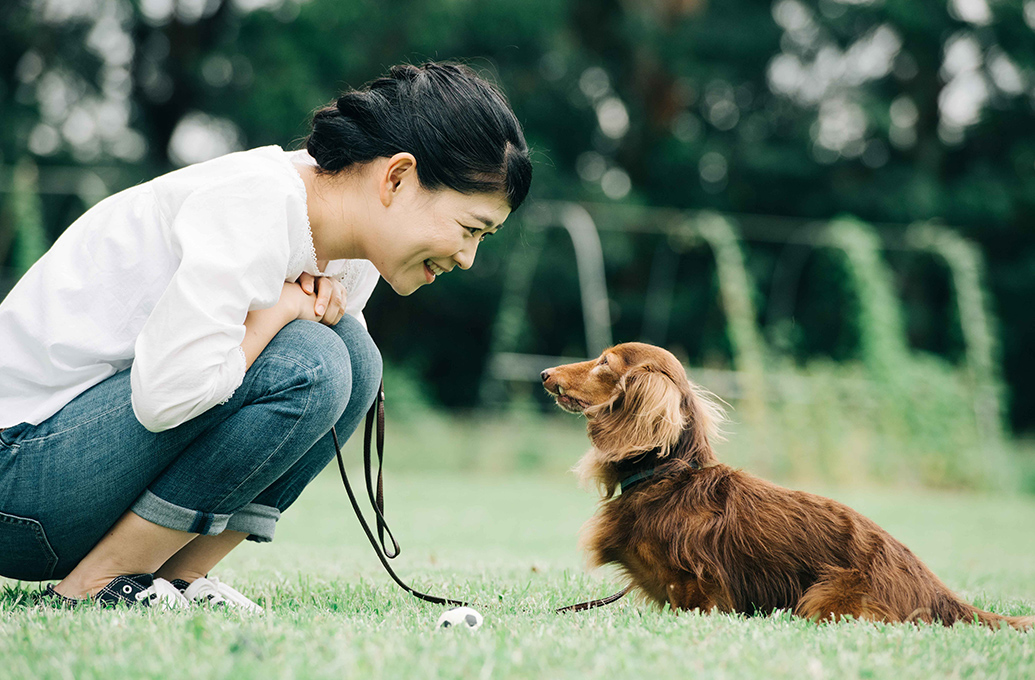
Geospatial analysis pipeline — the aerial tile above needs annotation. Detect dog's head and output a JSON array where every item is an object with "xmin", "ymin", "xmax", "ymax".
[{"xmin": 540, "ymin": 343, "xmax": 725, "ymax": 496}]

================

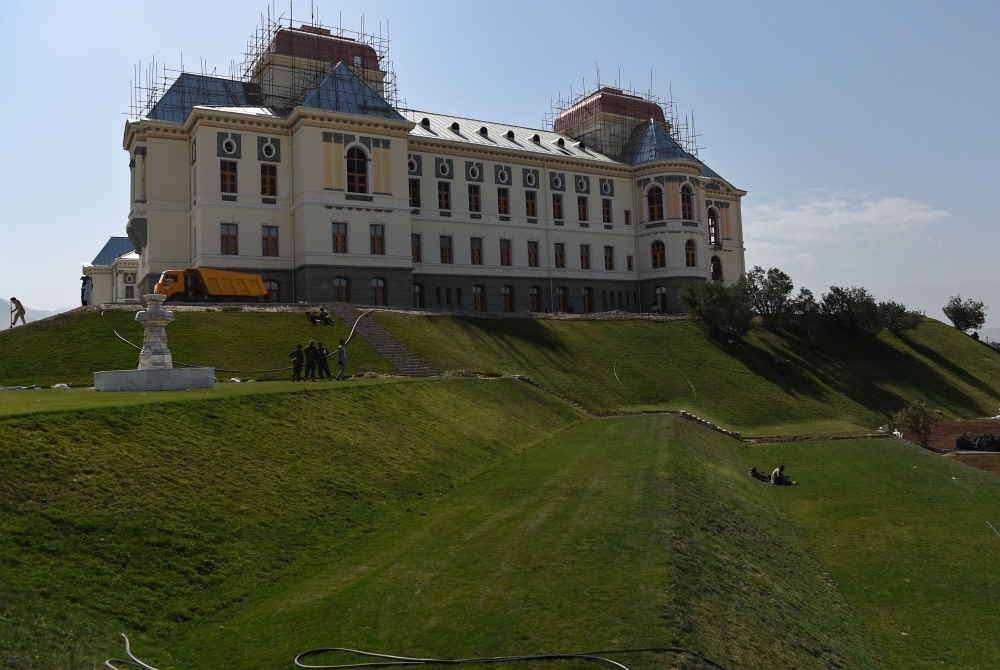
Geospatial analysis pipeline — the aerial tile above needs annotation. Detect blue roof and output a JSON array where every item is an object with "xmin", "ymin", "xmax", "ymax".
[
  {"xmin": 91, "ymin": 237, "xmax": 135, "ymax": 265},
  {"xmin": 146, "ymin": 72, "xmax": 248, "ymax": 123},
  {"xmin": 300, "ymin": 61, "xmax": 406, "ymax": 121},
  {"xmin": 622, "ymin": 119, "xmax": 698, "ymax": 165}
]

================

**WRITTEN TASK:** Which lines of the records contain the word "analysis"? Pick out each one and copy it.

**FINISHED EXERCISE:**
Geospatial analysis pipeline — the aerial tile above needs annotation. Detect dog's head and output a JSON array where every item is an object with "xmin", "ymin", "xmax", "ymax".
Geospatial analysis pipeline — the aerial tile above needs annotation. Detect blue roof and output a JSON array where every item is an object with "xmin", "ymin", "xmax", "ymax".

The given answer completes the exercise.